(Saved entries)
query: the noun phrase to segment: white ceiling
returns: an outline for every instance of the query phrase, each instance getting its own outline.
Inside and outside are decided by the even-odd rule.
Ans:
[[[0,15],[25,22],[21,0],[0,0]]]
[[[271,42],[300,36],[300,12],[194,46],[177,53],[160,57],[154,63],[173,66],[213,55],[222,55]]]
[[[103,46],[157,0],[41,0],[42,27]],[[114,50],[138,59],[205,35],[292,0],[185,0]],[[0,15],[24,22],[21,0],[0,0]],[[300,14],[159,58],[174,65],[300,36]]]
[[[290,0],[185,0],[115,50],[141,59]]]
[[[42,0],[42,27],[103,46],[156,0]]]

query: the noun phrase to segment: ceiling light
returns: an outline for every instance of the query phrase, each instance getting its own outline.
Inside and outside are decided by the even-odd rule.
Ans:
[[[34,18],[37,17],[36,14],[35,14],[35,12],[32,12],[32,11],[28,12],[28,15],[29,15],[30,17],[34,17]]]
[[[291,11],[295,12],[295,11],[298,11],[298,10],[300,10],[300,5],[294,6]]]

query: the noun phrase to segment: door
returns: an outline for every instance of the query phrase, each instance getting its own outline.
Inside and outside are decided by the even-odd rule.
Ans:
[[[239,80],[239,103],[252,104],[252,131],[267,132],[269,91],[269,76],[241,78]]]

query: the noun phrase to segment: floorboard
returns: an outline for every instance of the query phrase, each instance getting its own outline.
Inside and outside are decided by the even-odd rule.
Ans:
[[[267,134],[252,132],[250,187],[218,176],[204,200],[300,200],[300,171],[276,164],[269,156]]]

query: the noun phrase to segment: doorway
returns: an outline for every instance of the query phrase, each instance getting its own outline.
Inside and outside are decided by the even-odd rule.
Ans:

> _Task goal_: Every piece of the data must be set down exactly. Omit nothing.

> _Completed task_:
query: the noun phrase to segment: white ceiling
returns: an outline for every instance of the query phrase, each instance getting its own outline.
Inside and outside are decided by the even-odd rule.
Ans:
[[[0,15],[25,22],[21,0],[0,0]]]
[[[271,42],[300,36],[300,12],[194,46],[177,53],[160,57],[154,63],[173,66],[213,55],[222,55]]]
[[[103,46],[157,0],[41,0],[42,27]],[[114,50],[138,59],[205,35],[292,0],[185,0]],[[0,15],[24,22],[21,0],[0,0]],[[300,14],[159,58],[174,65],[300,36]]]
[[[290,0],[185,0],[115,50],[141,59]]]
[[[42,0],[42,27],[103,46],[156,0]]]

query: the noun phrase to segment: ceiling light
returns: an outline for every instance of the query phrase, each instance getting its own outline.
Inside and outside are decided by the even-odd rule.
Ans:
[[[34,18],[37,17],[36,14],[35,14],[35,12],[32,12],[32,11],[28,12],[28,15],[29,15],[30,17],[34,17]]]
[[[291,11],[295,12],[295,11],[298,11],[298,10],[300,10],[300,5],[294,6]]]

query: the noun phrase to segment: door
returns: an outline for every instance of the query phrase, each instance getting its own outline.
Inside and outside are decided by the even-odd rule.
Ans:
[[[239,80],[239,103],[252,104],[252,131],[267,132],[269,91],[269,76],[241,78]]]

query: the noun phrase to segment: floorboard
returns: an outline for every instance of the query phrase, each instance getting its own outline.
Inside and outside are decided by the even-odd rule.
Ans:
[[[267,134],[252,132],[250,187],[218,176],[204,200],[300,200],[300,171],[276,164],[269,156]]]

query: the noun phrase to segment: doorway
returns: an outline for every instance of the query phrase, each instance getting its own outline.
Inside and outside are decided by the even-odd rule.
Ans:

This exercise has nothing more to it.